**Stated exercise 1**
According to the passage below, what was the International Open Series originally called?

**Passage**

International Open Series

Tournament information
- Venue: World Snooker Centre
- Location: Prestatyn
- Country: Wales
- Established: 2001
- Organisation(s): WPBSA (2001/02) EASB (2002/03–2009/10)
- Format: Professional (2001/02) Pro-am (2002/03) Amateur (2003/04–2009/10)
- Final year: 2010
- Final champion: Jack Lisowski

= International Open Series =

The International Open Series (often referred to as Pontins International Open Series or PIOS for sponsorship reasons), was a series of snooker tournaments that ran from the 2001–02 season until the 2009–10 season. It was originally called the Open Tour but was renamed in 2005. The tour was established to provide players not on the Main Tour or the minor Challenge Tour (now WPBSA Q Tour) with some degree of professional competition, and the best performers were initially promoted to the Challenge Tour.

The series was abandoned after the 2009–10 season and replaced by Q School in the 2010–11 season.

**Stated exercise 2**
Which lines of the records below contain the word "texture"? Copy each one.

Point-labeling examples

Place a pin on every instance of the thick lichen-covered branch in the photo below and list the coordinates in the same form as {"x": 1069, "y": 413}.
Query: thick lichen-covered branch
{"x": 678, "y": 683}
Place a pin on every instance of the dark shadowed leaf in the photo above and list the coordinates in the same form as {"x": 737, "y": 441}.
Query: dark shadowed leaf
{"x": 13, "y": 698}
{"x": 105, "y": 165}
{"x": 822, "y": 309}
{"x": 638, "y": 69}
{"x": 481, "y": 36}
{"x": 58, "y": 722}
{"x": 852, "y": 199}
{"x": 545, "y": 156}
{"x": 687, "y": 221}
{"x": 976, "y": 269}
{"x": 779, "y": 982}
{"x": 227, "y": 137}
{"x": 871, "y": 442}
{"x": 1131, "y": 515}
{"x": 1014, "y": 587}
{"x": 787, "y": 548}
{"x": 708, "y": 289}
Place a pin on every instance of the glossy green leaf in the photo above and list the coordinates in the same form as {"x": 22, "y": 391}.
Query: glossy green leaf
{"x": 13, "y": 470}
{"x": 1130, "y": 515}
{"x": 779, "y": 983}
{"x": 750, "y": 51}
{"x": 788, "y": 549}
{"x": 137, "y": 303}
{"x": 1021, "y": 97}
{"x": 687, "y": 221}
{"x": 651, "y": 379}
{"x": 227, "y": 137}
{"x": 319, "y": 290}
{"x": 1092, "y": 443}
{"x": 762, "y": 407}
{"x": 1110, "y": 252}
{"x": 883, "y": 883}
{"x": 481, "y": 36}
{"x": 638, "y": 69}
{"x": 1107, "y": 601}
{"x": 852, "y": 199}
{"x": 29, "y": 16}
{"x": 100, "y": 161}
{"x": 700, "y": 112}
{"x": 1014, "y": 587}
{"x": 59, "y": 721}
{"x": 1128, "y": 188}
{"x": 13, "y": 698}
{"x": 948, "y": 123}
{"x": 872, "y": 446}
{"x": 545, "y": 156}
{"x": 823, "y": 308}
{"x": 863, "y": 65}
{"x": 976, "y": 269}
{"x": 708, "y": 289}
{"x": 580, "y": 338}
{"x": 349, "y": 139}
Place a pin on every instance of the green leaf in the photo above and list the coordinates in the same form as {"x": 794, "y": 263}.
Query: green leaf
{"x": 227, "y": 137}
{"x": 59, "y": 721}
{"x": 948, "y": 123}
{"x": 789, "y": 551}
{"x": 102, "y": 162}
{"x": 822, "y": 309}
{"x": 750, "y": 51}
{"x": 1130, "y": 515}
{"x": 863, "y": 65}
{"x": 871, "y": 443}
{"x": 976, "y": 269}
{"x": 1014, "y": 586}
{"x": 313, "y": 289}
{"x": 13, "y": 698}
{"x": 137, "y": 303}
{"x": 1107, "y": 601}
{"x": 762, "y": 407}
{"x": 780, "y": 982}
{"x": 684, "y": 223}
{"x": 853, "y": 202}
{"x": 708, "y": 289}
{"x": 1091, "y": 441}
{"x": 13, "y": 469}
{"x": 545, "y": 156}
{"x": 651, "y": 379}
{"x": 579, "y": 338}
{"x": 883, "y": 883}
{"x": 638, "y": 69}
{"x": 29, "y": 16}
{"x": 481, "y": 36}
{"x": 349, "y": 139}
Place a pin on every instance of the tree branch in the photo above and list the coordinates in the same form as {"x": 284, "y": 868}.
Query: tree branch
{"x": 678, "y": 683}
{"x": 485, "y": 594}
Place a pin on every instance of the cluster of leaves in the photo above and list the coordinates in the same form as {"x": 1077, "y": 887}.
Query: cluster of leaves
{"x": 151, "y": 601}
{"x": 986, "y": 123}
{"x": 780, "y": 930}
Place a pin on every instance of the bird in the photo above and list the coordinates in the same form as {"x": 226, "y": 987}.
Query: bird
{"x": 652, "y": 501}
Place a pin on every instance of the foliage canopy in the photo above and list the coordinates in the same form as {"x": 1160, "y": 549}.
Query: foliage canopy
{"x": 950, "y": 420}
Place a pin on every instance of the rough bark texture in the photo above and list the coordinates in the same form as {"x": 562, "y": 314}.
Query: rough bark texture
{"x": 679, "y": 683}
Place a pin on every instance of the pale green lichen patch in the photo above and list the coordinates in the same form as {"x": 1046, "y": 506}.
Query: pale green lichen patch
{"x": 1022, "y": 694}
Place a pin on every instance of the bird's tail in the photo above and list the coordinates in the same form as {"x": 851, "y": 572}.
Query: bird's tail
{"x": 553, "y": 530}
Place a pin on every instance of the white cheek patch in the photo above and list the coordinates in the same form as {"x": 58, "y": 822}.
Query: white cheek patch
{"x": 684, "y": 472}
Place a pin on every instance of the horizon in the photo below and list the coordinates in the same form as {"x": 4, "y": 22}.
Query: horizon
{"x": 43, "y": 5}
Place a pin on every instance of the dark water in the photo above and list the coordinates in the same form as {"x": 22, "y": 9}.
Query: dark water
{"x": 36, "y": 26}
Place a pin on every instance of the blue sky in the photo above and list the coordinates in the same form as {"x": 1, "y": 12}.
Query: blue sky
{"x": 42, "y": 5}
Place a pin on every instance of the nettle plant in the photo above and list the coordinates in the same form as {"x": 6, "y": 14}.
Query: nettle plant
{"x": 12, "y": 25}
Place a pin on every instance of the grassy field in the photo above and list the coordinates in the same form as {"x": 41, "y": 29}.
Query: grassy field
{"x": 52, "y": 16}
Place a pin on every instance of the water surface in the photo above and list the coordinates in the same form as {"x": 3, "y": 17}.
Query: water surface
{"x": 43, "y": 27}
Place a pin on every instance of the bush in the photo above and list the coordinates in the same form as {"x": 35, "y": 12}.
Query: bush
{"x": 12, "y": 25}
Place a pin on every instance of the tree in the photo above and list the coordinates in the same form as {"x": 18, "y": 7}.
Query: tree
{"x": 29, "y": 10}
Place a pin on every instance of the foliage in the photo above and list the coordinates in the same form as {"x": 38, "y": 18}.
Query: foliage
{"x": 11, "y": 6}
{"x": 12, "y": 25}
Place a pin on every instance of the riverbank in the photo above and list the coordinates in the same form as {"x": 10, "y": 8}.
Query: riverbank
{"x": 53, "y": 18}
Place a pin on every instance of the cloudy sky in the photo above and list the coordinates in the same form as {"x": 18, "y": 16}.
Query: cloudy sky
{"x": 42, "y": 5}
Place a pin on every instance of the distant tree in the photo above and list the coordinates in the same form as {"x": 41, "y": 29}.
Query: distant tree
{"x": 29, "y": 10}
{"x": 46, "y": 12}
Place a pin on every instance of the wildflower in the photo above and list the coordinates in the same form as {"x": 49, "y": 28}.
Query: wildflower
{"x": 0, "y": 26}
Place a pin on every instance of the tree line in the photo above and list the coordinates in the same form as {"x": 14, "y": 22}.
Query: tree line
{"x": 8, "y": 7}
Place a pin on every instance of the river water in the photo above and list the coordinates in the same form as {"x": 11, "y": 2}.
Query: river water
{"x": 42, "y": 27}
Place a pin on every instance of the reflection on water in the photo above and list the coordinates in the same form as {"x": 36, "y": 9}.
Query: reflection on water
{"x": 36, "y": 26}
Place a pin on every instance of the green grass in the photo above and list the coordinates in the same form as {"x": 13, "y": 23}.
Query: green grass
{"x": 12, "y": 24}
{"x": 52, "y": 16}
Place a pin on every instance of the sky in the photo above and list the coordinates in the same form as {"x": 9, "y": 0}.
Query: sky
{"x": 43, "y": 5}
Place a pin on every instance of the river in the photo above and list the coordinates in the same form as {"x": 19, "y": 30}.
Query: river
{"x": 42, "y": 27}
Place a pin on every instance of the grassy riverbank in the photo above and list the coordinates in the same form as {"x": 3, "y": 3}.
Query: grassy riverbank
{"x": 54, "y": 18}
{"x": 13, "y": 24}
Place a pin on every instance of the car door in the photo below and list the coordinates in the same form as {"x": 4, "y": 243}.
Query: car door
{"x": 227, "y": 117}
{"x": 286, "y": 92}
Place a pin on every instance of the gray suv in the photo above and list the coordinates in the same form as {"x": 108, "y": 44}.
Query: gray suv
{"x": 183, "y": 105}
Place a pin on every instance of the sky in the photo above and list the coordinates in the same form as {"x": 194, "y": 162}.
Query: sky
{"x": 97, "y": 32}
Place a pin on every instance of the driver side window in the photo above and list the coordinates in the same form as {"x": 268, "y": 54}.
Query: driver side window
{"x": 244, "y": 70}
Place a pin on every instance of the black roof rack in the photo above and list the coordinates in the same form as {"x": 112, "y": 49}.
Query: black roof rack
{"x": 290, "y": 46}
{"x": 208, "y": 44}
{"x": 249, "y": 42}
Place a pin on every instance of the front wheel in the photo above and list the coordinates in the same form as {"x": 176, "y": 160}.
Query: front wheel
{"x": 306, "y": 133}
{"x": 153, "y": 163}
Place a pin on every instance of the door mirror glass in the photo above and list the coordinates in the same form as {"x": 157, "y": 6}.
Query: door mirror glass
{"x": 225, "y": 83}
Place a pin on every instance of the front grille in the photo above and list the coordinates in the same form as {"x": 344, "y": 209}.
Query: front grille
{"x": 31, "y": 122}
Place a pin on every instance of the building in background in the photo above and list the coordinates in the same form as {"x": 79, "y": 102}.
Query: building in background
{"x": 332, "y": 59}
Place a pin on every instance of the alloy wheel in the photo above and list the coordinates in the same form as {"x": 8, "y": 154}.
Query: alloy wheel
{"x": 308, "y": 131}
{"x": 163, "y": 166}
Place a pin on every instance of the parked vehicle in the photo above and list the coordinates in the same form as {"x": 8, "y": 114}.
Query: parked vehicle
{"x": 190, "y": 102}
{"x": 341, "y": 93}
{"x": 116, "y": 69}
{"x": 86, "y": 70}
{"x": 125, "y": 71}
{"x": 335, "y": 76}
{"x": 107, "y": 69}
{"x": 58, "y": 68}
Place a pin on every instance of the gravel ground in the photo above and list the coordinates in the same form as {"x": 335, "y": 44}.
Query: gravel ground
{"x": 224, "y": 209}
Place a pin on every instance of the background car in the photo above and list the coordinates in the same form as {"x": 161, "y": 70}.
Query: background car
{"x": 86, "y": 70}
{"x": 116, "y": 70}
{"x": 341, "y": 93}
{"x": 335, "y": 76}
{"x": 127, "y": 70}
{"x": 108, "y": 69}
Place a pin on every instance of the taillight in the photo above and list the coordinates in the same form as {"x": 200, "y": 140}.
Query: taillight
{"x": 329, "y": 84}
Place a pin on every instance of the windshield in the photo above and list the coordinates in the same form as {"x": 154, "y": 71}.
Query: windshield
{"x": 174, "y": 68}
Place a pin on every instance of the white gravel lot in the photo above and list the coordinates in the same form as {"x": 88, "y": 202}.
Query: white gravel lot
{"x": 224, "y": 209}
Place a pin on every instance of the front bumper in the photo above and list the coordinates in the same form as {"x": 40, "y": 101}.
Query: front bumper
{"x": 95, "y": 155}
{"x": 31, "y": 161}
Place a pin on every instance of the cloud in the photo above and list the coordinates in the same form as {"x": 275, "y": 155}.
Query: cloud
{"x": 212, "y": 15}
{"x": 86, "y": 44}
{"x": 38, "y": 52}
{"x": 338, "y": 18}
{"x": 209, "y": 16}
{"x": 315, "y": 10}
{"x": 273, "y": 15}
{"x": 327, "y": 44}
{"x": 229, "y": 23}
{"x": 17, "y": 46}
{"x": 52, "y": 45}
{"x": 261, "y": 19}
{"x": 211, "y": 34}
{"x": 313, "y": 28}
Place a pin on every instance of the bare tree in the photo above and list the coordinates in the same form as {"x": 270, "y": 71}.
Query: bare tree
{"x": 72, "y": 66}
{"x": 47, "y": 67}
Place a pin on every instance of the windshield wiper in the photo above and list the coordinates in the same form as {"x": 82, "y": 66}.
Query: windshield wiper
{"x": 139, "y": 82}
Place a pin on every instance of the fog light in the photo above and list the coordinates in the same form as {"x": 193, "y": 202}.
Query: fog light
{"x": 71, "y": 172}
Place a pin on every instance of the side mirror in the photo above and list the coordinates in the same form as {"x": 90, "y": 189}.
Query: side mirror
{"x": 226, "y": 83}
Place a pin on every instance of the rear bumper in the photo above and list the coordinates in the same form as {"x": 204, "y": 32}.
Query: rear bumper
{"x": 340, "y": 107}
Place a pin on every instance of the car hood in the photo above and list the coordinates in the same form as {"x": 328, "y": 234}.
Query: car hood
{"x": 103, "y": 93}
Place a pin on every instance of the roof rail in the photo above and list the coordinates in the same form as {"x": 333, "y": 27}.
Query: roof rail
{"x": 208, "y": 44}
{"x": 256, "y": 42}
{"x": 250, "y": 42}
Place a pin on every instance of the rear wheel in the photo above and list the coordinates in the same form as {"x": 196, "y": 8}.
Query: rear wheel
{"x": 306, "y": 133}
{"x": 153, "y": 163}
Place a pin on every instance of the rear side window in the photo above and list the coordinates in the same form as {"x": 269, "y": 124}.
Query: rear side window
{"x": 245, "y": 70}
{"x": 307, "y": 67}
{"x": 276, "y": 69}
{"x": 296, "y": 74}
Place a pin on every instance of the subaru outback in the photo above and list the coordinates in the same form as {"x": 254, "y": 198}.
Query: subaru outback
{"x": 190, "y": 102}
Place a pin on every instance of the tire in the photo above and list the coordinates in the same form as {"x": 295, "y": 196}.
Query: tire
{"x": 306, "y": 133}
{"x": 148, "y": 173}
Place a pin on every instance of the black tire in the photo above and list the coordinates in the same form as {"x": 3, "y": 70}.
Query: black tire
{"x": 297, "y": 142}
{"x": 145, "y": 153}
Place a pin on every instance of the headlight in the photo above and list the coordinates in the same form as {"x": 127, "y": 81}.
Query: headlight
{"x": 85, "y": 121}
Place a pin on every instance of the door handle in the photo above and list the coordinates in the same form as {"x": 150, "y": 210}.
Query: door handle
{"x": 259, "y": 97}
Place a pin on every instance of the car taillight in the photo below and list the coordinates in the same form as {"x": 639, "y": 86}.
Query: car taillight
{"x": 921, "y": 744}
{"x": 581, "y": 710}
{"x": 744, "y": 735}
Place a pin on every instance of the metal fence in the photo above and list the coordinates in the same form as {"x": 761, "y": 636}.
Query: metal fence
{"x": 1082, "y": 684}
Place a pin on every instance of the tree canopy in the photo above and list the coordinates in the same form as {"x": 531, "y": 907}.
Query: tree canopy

**Full answer 1**
The Open Tour.

**Full answer 2**
Place a pin on every instance of the rough bark texture in the photo above and list the coordinates in the same form as {"x": 562, "y": 314}.
Query: rough bark texture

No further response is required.